[Location annotation dataset excerpts]

================================

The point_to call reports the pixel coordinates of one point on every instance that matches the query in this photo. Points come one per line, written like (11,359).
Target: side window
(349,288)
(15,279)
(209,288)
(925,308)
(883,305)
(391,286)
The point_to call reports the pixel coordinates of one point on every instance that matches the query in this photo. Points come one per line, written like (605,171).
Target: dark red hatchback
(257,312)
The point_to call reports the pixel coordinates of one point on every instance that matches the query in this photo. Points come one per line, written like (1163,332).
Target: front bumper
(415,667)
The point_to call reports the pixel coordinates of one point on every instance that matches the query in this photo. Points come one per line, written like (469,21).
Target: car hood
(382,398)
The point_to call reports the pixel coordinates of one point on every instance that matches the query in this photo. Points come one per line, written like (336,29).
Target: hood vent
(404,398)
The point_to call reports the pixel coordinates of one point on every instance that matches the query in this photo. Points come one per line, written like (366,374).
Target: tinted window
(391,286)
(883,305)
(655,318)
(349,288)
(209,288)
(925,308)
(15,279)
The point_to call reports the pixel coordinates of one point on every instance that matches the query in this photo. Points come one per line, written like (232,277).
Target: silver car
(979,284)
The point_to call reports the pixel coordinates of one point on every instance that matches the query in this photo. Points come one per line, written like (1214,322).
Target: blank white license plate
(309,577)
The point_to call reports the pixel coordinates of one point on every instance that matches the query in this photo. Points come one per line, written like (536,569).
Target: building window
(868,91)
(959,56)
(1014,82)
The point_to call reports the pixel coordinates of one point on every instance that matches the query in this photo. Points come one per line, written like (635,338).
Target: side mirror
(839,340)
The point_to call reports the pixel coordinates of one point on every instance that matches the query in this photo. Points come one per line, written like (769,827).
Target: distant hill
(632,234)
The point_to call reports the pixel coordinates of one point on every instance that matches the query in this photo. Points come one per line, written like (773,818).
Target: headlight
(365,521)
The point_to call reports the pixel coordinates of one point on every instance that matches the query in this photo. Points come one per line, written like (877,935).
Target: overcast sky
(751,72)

================================

Stated task> Render the listing as a two-column CSV with the headers input and output, starting at the line that contains "written like (773,818)." and ending at the end of the listing. Give each text and its answer one row, with each value in its own quoted field and line breaks turned into spaces.

Exercise answer>
input,output
"The point_to call reports the pixel coordinates of one point on every instance that matches the query in this photo. Points come one per line, written like (773,818). Target: headlight","(365,521)"
"The point_to call reports the pixel coordinates of one point on every instance that matches the query in this photo. Points come one per line, written like (877,935). Target: overcast sky","(751,72)"